_Data entries:_
+ + + + + + +

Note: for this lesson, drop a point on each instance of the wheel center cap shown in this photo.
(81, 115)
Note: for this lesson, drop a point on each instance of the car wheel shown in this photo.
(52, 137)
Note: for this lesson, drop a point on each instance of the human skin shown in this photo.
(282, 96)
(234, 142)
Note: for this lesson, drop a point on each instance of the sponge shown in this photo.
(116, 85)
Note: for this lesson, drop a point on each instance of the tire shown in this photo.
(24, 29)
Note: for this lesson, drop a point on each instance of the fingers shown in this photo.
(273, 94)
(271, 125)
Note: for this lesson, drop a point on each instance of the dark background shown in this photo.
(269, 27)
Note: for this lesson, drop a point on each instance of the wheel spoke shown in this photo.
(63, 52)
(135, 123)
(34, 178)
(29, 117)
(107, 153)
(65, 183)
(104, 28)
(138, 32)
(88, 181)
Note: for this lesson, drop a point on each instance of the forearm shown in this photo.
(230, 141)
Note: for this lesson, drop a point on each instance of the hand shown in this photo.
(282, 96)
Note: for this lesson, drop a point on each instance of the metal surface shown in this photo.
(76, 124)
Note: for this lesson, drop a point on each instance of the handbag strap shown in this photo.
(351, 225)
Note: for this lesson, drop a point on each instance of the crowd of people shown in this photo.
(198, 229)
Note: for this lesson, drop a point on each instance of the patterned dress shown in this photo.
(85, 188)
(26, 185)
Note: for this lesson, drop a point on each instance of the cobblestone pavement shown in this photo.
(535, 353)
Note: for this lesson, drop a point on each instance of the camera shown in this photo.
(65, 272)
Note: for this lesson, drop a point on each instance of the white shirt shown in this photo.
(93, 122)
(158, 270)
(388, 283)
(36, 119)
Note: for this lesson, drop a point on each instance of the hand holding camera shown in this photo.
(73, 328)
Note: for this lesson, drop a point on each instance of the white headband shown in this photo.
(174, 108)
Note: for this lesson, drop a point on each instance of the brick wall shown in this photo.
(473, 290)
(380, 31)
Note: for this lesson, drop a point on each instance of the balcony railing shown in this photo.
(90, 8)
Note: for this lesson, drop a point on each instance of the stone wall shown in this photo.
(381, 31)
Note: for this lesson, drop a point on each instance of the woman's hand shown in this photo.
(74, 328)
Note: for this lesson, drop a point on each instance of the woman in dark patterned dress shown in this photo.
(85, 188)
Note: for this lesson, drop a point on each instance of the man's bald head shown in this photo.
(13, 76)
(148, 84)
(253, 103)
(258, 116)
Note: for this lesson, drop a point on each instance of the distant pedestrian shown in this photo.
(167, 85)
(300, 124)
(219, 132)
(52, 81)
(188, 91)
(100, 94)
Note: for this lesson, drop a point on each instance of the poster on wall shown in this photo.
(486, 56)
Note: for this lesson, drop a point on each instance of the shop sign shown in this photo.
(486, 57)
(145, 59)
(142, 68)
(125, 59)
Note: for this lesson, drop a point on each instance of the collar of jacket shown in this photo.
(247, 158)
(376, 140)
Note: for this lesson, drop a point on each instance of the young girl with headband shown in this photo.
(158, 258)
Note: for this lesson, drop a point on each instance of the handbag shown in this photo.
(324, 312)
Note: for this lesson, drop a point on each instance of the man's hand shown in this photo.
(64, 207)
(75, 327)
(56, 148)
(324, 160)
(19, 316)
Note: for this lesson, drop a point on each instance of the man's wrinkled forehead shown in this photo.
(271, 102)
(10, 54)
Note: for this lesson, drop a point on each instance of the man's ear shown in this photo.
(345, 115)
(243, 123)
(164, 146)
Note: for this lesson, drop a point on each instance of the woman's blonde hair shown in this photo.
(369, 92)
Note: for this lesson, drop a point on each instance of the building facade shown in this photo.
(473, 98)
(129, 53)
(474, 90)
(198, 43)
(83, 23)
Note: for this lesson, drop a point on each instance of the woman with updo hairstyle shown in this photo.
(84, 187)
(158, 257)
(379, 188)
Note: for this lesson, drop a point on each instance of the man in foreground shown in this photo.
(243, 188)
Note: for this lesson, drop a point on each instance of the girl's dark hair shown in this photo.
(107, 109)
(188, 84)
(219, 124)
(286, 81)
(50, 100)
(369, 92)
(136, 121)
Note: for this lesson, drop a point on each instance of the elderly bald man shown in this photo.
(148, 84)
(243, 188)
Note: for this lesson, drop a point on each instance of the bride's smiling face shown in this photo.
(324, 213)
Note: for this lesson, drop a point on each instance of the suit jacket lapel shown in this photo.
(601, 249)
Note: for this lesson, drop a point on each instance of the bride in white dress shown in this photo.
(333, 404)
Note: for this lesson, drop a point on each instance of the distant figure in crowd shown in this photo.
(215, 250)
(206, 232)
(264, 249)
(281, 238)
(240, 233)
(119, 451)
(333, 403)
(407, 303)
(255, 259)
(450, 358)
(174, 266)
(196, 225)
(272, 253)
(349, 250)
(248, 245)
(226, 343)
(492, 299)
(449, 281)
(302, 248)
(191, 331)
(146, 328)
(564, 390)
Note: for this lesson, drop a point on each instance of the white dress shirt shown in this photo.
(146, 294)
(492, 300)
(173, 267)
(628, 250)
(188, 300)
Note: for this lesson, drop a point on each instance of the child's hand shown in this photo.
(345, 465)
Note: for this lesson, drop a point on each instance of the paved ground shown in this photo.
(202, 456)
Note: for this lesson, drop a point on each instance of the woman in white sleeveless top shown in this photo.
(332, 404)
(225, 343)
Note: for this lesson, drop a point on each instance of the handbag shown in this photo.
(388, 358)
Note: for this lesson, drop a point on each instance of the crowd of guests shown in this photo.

+ + + + + + +

_To be done:_ Reproduce verbatim every line of the items from the line holding "child's hand shown in this photo." through the last line of the items, inclusive.

_Finished answer:_
Note: for this lesson, drop a point on each instance of the child's hand shown in this photo.
(345, 465)
Note: for this lesson, drop a point on each instance of the paved ground shown in this photo.
(202, 456)
Note: for this lesson, drop a point on each instance of the woman in white sleeveless top shown in this photo.
(332, 404)
(225, 343)
Note: for this lesson, drop a point on each instance of the handbag shown in this photo.
(388, 358)
Note: for this lesson, drop a point on each instance of the crowd of guests shown in this photo.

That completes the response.